— START —

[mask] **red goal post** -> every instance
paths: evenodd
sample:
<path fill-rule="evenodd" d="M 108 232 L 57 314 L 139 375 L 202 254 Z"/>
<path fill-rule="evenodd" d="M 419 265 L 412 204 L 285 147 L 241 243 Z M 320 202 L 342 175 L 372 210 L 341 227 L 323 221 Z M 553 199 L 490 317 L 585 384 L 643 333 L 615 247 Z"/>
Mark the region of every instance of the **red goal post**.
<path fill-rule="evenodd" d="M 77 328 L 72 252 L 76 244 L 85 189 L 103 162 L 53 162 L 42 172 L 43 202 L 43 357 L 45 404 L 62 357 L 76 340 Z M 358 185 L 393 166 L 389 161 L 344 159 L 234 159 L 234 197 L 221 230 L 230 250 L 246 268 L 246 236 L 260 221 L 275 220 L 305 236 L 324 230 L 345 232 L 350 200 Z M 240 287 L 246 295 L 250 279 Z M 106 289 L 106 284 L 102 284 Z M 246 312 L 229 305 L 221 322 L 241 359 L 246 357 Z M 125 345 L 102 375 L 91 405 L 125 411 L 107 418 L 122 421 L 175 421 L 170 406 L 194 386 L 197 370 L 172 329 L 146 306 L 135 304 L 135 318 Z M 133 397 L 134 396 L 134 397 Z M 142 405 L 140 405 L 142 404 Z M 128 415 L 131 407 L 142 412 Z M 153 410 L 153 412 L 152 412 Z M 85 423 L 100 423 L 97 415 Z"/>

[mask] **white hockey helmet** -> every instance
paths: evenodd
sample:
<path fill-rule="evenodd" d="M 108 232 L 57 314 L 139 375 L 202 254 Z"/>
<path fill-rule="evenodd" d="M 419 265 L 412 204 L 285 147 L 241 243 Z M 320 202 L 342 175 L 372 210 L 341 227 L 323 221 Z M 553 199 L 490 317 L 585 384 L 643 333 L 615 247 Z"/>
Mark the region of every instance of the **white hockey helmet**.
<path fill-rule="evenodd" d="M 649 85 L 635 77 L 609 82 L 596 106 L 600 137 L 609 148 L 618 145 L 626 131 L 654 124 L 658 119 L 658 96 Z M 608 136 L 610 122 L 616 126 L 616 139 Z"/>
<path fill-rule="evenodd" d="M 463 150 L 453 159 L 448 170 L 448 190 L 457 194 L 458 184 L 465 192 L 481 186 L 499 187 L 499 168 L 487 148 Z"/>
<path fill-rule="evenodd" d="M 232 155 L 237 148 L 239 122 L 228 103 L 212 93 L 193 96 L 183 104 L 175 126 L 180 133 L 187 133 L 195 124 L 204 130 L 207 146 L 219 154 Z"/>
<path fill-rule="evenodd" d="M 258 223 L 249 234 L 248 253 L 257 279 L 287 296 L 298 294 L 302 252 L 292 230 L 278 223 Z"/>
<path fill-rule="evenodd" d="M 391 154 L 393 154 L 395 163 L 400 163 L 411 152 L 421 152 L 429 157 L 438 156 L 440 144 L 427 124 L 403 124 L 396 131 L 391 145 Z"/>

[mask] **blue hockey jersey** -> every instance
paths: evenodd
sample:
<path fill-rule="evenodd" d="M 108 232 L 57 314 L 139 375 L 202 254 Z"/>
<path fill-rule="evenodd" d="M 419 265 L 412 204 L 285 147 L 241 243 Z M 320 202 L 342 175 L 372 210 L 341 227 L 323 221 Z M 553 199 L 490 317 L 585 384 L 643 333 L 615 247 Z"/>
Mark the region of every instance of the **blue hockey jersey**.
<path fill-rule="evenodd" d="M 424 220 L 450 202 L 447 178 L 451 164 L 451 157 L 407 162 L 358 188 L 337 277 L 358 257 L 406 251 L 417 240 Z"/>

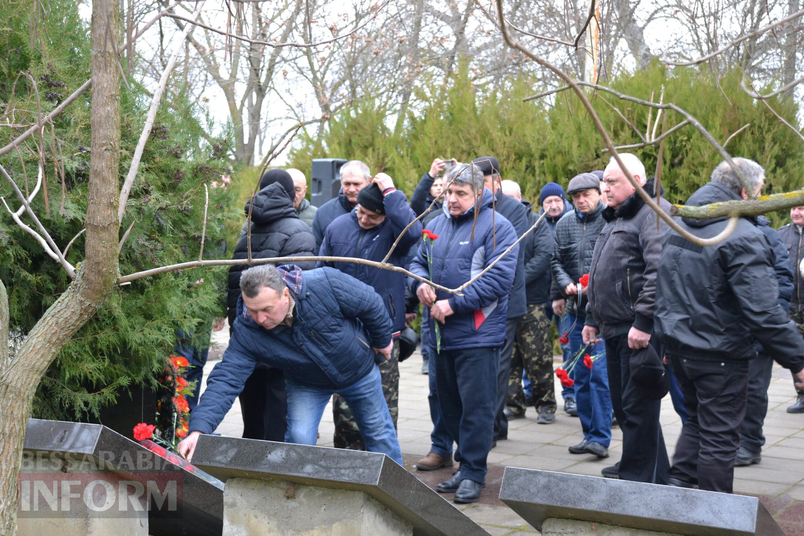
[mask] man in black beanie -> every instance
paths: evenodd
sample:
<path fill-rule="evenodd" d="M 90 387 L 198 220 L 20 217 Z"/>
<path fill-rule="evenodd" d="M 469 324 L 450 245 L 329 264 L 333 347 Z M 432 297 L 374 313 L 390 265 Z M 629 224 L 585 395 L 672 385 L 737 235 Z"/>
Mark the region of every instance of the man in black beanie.
<path fill-rule="evenodd" d="M 318 255 L 321 256 L 359 257 L 379 262 L 385 258 L 396 237 L 416 219 L 408 198 L 394 187 L 391 177 L 377 174 L 371 183 L 357 194 L 357 205 L 348 214 L 335 218 L 326 227 Z M 410 249 L 421 239 L 421 223 L 410 226 L 400 239 L 388 262 L 404 267 Z M 355 263 L 322 262 L 318 268 L 330 266 L 374 288 L 383 298 L 393 325 L 393 350 L 391 359 L 379 364 L 383 393 L 396 426 L 399 399 L 399 336 L 404 329 L 405 284 L 404 274 Z M 336 448 L 365 450 L 363 436 L 351 410 L 339 395 L 332 400 L 335 422 L 334 444 Z"/>

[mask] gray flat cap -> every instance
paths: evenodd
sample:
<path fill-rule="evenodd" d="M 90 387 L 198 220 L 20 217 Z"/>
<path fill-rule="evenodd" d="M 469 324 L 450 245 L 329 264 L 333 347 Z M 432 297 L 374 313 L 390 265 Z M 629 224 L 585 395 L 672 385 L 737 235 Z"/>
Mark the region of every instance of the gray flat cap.
<path fill-rule="evenodd" d="M 576 175 L 569 182 L 569 186 L 567 186 L 567 195 L 572 195 L 575 192 L 580 192 L 582 190 L 591 190 L 594 188 L 598 192 L 601 190 L 601 181 L 597 178 L 597 176 L 592 173 L 582 173 L 580 175 Z"/>

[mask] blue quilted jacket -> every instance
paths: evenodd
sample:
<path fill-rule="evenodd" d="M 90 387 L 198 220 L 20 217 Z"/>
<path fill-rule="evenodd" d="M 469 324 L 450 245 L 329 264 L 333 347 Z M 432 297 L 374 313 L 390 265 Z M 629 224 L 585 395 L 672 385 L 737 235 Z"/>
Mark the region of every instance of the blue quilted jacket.
<path fill-rule="evenodd" d="M 391 342 L 391 319 L 371 287 L 322 268 L 302 272 L 300 286 L 290 292 L 296 302 L 291 327 L 265 329 L 252 320 L 241 298 L 229 346 L 190 415 L 191 431 L 215 431 L 257 362 L 281 369 L 296 383 L 337 391 L 382 359 L 372 346 Z"/>

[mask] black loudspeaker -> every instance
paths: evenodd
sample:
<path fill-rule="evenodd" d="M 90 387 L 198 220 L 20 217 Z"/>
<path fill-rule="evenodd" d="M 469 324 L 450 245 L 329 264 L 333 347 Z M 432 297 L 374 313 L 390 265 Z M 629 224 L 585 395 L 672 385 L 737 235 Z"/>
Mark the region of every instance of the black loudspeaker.
<path fill-rule="evenodd" d="M 343 158 L 314 158 L 310 178 L 310 202 L 314 207 L 321 207 L 330 199 L 338 197 L 341 189 L 341 166 L 347 163 Z"/>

— END —

:: TASK REQUIREMENTS ::
Write the full listing out again with every line unchanged, but include no pictures.

:: THE COMPLETED TASK ::
[mask] **red goal post** -> every instance
paths: evenodd
sample:
<path fill-rule="evenodd" d="M 108 232 L 57 314 L 139 375 L 202 254 Z"/>
<path fill-rule="evenodd" d="M 419 265 L 412 204 L 285 147 L 241 243 Z M 320 202 L 342 175 L 372 210 L 341 227 L 323 221 Z M 553 199 L 490 317 L 585 384 L 643 333 L 615 247 Z"/>
Mark the region of every instance of the **red goal post**.
<path fill-rule="evenodd" d="M 77 328 L 72 252 L 76 244 L 85 189 L 103 162 L 53 162 L 42 172 L 43 202 L 43 357 L 45 404 L 62 357 L 76 340 Z M 358 185 L 393 166 L 389 161 L 344 159 L 234 159 L 234 197 L 221 230 L 230 250 L 246 268 L 246 236 L 260 221 L 275 220 L 305 236 L 324 230 L 345 232 L 350 200 Z M 240 287 L 246 295 L 250 279 Z M 106 289 L 106 284 L 102 284 Z M 246 312 L 229 305 L 221 322 L 241 359 L 246 357 Z M 125 345 L 102 375 L 91 405 L 125 411 L 107 418 L 122 421 L 175 421 L 170 406 L 194 386 L 197 370 L 172 329 L 146 306 L 135 304 L 135 318 Z M 133 397 L 134 396 L 134 397 Z M 142 405 L 140 405 L 142 404 Z M 128 415 L 131 407 L 142 412 Z M 153 410 L 153 412 L 152 412 Z M 85 423 L 100 423 L 97 415 Z"/>

[mask] **white hockey helmet** -> every instance
paths: evenodd
sample:
<path fill-rule="evenodd" d="M 108 232 L 57 314 L 139 375 L 202 254 Z"/>
<path fill-rule="evenodd" d="M 419 265 L 412 204 L 285 147 L 241 243 Z M 320 202 L 342 175 L 372 210 L 341 227 L 323 221 Z M 553 199 L 490 317 L 585 384 L 643 333 L 615 247 Z"/>
Mark the region of every instance of the **white hockey helmet**.
<path fill-rule="evenodd" d="M 649 85 L 635 77 L 609 82 L 596 106 L 600 137 L 609 148 L 618 145 L 626 131 L 654 124 L 658 119 L 658 96 Z M 608 136 L 610 122 L 616 126 L 616 139 Z"/>
<path fill-rule="evenodd" d="M 463 150 L 453 159 L 448 170 L 448 190 L 457 194 L 458 184 L 465 192 L 481 186 L 499 187 L 499 168 L 487 148 Z"/>
<path fill-rule="evenodd" d="M 232 155 L 237 148 L 239 122 L 228 103 L 212 93 L 193 96 L 183 104 L 175 126 L 180 133 L 187 133 L 195 124 L 204 130 L 207 146 L 219 154 Z"/>
<path fill-rule="evenodd" d="M 258 223 L 249 234 L 248 253 L 257 279 L 287 296 L 298 294 L 302 252 L 292 230 L 278 223 Z"/>
<path fill-rule="evenodd" d="M 391 154 L 393 154 L 395 163 L 400 163 L 411 152 L 421 152 L 429 157 L 438 156 L 440 144 L 427 124 L 403 124 L 396 131 L 391 145 Z"/>

[mask] **blue hockey jersey** -> every instance
paths: evenodd
sample:
<path fill-rule="evenodd" d="M 108 232 L 57 314 L 139 375 L 202 254 Z"/>
<path fill-rule="evenodd" d="M 419 265 L 412 204 L 285 147 L 241 243 Z M 320 202 L 342 175 L 372 210 L 341 227 L 323 221 Z M 553 199 L 490 317 L 585 384 L 643 333 L 615 247 Z"/>
Mark the region of every instance of the **blue hockey jersey**.
<path fill-rule="evenodd" d="M 424 220 L 450 202 L 447 178 L 451 164 L 451 157 L 407 162 L 358 188 L 337 277 L 358 257 L 406 251 L 417 240 Z"/>

[mask] man in black beanie -> every instance
paths: evenodd
sample:
<path fill-rule="evenodd" d="M 90 387 L 198 220 L 20 217 Z"/>
<path fill-rule="evenodd" d="M 469 324 L 450 245 L 329 264 L 333 347 Z M 432 297 L 374 313 L 390 265 Z M 629 224 L 585 395 L 672 385 L 737 235 Z"/>
Mark the region of every instance of the man in black beanie.
<path fill-rule="evenodd" d="M 318 255 L 321 256 L 359 257 L 379 262 L 385 258 L 396 237 L 416 219 L 408 198 L 394 187 L 391 177 L 377 174 L 371 183 L 357 194 L 357 205 L 348 214 L 335 218 L 326 227 Z M 410 249 L 421 239 L 421 223 L 410 226 L 400 239 L 388 262 L 404 267 Z M 355 263 L 322 262 L 318 268 L 330 266 L 374 288 L 383 298 L 393 325 L 393 350 L 391 359 L 379 364 L 383 393 L 396 426 L 399 399 L 399 336 L 404 329 L 405 284 L 404 274 Z M 336 448 L 365 450 L 363 436 L 351 410 L 339 395 L 332 400 L 335 422 L 334 444 Z"/>

[mask] gray flat cap -> every instance
paths: evenodd
sample:
<path fill-rule="evenodd" d="M 90 387 L 198 220 L 20 217 Z"/>
<path fill-rule="evenodd" d="M 469 324 L 450 245 L 329 264 L 333 347 Z M 432 297 L 374 313 L 390 265 Z M 629 224 L 585 395 L 672 385 L 737 235 Z"/>
Mark the region of every instance of the gray flat cap.
<path fill-rule="evenodd" d="M 576 175 L 569 182 L 569 186 L 567 186 L 567 195 L 572 195 L 575 192 L 580 192 L 582 190 L 591 190 L 594 188 L 598 192 L 601 190 L 601 181 L 597 178 L 597 176 L 592 173 L 582 173 L 580 175 Z"/>

[mask] blue quilted jacket -> every instance
paths: evenodd
sample:
<path fill-rule="evenodd" d="M 90 387 L 198 220 L 20 217 Z"/>
<path fill-rule="evenodd" d="M 469 324 L 450 245 L 329 264 L 333 347 Z M 432 297 L 374 313 L 390 265 Z M 629 224 L 585 395 L 672 385 L 737 235 Z"/>
Mark the region of every instance of the blue quilted jacket.
<path fill-rule="evenodd" d="M 391 342 L 391 319 L 371 287 L 322 268 L 302 272 L 300 286 L 290 292 L 296 302 L 291 327 L 265 329 L 252 320 L 241 298 L 229 346 L 190 415 L 191 431 L 215 431 L 257 362 L 281 369 L 296 383 L 337 391 L 382 359 L 372 346 Z"/>

[mask] black loudspeaker -> every instance
paths: evenodd
sample:
<path fill-rule="evenodd" d="M 90 387 L 198 220 L 20 217 Z"/>
<path fill-rule="evenodd" d="M 469 324 L 450 245 L 329 264 L 333 347 Z M 432 297 L 374 313 L 390 265 Z M 629 224 L 585 395 L 672 385 L 737 235 Z"/>
Mark the region of every instance of the black loudspeaker.
<path fill-rule="evenodd" d="M 343 158 L 314 158 L 310 178 L 310 202 L 314 207 L 321 207 L 330 199 L 338 197 L 341 189 L 341 166 L 347 163 Z"/>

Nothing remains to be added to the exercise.